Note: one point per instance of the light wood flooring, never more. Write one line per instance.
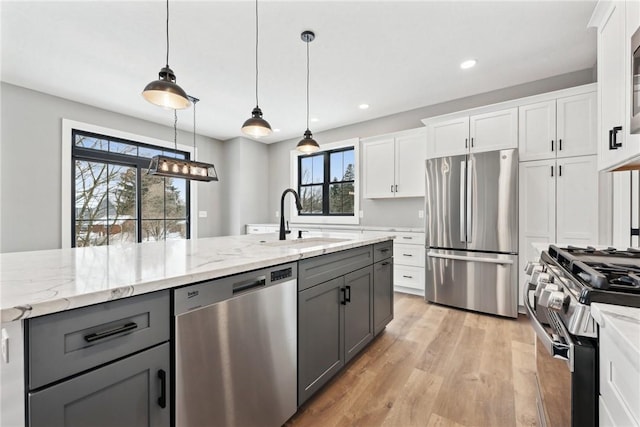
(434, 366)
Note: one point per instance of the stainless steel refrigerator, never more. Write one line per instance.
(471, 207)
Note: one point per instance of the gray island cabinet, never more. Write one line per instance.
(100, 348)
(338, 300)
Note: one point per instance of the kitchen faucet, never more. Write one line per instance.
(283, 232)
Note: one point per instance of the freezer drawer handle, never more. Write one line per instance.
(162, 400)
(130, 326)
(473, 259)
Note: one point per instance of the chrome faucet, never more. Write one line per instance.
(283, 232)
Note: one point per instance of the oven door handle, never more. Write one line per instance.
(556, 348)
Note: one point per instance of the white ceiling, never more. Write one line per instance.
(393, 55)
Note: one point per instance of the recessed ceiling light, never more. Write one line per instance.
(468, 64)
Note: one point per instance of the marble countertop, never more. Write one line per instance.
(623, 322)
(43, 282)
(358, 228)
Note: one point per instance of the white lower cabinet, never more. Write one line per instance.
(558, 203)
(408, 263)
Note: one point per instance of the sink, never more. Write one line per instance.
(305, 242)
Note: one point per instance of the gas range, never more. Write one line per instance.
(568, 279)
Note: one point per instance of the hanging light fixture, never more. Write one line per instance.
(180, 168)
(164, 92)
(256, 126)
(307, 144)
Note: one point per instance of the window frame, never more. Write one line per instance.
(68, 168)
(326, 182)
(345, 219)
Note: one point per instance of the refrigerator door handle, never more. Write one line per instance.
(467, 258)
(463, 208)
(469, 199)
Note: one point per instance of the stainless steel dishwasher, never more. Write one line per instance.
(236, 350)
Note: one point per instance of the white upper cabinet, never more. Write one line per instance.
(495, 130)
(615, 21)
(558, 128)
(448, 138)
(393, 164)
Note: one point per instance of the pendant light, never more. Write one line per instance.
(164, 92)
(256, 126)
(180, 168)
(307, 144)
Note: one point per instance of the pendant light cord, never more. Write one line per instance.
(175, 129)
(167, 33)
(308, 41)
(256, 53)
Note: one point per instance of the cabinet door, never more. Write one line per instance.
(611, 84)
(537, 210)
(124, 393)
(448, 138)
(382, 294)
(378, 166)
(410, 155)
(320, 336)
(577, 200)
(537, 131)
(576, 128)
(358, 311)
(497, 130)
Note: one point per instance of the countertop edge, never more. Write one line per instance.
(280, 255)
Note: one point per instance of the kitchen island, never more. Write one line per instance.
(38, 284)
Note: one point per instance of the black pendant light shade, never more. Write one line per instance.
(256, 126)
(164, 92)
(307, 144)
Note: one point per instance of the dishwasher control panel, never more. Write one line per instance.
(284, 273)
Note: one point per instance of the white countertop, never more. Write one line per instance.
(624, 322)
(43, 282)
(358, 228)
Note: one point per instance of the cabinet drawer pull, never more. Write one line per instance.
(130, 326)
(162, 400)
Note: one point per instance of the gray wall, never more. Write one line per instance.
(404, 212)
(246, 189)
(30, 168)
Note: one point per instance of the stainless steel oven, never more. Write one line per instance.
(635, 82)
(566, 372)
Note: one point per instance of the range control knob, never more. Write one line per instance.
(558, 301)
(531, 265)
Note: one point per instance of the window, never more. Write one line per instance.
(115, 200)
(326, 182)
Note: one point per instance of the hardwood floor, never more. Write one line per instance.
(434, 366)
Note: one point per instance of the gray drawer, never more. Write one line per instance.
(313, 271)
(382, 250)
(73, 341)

----

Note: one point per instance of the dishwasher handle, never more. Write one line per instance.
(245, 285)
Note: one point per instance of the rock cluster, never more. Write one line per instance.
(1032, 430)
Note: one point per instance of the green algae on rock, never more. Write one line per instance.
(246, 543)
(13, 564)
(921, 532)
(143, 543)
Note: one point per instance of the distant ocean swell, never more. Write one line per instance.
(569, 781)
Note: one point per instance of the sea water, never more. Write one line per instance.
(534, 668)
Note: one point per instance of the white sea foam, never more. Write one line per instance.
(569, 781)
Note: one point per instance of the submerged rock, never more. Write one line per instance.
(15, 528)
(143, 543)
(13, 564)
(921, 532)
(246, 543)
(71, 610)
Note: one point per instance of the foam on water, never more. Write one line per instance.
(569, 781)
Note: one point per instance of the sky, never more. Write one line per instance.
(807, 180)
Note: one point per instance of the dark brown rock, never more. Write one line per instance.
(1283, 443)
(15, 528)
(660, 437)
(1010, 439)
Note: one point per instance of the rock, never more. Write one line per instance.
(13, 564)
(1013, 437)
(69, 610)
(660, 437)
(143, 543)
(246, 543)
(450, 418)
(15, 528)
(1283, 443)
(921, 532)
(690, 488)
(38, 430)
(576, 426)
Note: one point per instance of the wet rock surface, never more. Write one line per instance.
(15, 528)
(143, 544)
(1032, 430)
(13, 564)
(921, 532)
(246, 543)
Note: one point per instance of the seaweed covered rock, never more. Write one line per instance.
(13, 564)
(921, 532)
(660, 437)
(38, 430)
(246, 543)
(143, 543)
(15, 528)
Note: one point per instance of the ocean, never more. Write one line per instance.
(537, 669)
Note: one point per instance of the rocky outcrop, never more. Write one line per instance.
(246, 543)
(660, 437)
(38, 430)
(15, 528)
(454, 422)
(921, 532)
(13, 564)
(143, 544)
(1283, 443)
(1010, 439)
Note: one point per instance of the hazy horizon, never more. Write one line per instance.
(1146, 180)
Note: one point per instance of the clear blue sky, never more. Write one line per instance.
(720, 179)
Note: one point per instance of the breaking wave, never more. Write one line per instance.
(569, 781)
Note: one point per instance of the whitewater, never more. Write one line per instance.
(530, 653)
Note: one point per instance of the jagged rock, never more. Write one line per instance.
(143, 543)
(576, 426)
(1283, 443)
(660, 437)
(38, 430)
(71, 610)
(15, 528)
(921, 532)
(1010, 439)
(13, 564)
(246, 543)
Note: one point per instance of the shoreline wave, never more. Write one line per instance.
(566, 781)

----

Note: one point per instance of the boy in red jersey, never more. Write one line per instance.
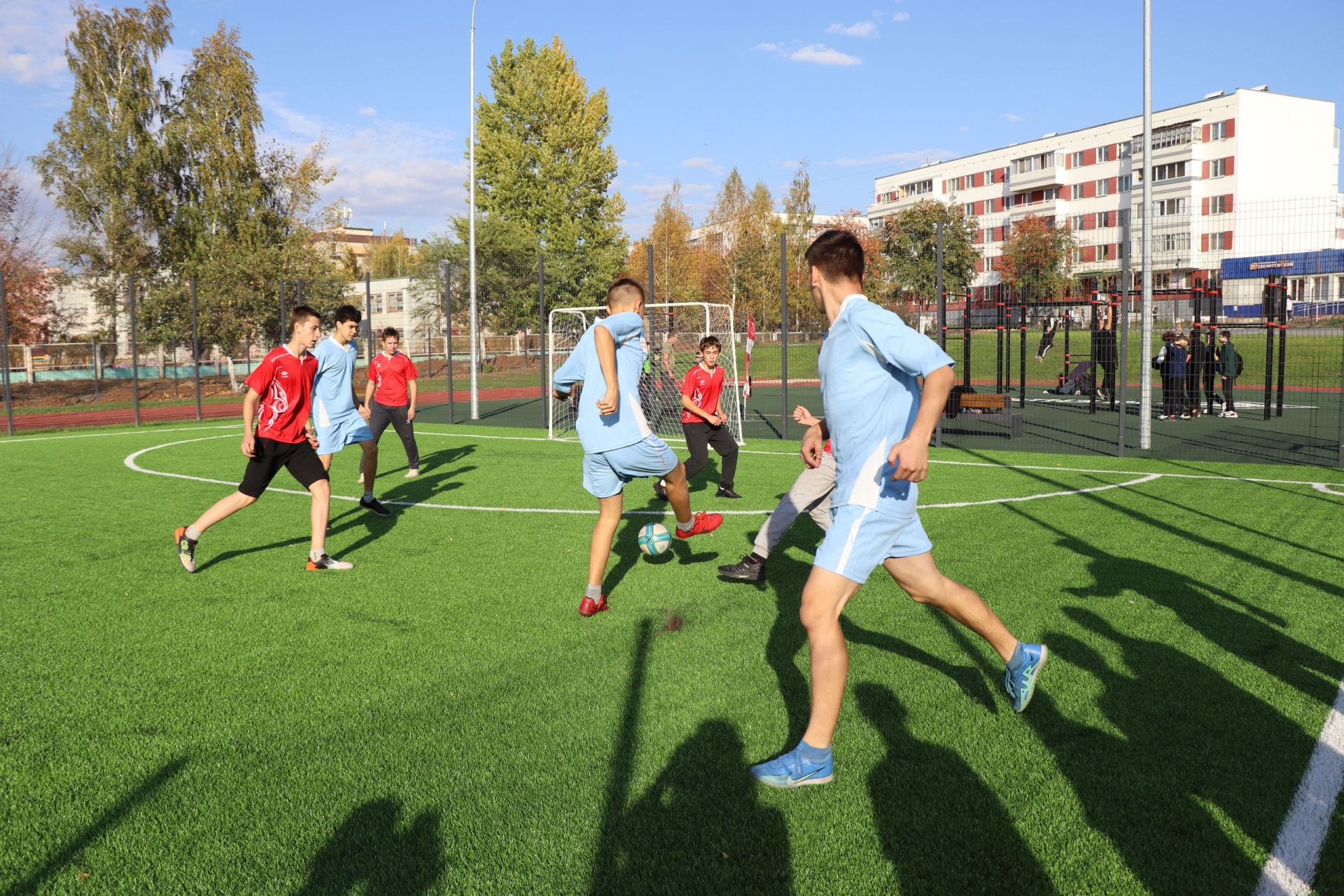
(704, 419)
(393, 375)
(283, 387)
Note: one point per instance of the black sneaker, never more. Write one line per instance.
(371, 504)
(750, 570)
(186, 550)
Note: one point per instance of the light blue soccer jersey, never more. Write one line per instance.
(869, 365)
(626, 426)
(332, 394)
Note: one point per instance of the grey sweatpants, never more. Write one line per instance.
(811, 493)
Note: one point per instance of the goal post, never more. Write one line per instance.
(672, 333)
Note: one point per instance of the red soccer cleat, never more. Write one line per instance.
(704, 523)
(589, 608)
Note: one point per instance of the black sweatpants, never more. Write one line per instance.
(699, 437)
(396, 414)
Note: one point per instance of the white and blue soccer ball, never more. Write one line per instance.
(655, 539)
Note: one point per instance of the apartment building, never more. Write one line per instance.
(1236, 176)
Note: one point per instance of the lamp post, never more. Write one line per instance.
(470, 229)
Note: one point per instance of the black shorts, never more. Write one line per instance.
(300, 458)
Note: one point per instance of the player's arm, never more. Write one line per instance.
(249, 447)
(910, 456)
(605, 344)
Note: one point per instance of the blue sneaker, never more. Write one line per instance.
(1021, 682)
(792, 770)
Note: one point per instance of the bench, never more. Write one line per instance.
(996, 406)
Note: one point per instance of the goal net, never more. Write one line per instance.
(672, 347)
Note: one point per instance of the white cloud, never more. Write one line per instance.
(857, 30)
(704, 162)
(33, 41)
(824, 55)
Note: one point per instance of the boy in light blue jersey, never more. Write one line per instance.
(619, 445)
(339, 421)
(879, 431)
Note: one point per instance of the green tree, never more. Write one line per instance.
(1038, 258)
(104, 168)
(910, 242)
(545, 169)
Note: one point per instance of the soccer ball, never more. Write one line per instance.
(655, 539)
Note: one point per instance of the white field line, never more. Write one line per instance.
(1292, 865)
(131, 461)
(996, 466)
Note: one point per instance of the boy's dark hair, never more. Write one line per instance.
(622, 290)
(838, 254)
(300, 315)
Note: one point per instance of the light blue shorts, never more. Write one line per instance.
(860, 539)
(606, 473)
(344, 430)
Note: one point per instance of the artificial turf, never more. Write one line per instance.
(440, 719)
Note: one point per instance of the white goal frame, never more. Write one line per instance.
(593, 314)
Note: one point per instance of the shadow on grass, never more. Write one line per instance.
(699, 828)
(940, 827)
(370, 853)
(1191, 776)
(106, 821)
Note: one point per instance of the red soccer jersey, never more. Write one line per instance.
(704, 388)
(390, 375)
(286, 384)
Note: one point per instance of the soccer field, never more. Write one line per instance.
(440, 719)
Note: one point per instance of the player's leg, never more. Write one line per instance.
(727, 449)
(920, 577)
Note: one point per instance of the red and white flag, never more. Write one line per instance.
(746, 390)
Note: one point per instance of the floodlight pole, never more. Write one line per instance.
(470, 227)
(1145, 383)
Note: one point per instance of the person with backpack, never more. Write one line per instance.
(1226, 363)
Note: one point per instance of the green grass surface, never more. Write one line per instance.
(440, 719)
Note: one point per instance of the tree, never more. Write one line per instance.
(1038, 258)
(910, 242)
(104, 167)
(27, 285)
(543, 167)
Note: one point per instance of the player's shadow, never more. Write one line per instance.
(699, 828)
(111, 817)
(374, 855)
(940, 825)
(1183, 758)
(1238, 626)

----

▶ **REQUIRED TASK**: Count the lines in the rows above that contain the string "stainless", with case counting, and give only the number.

▶ **EXPECTED OUTPUT**: 3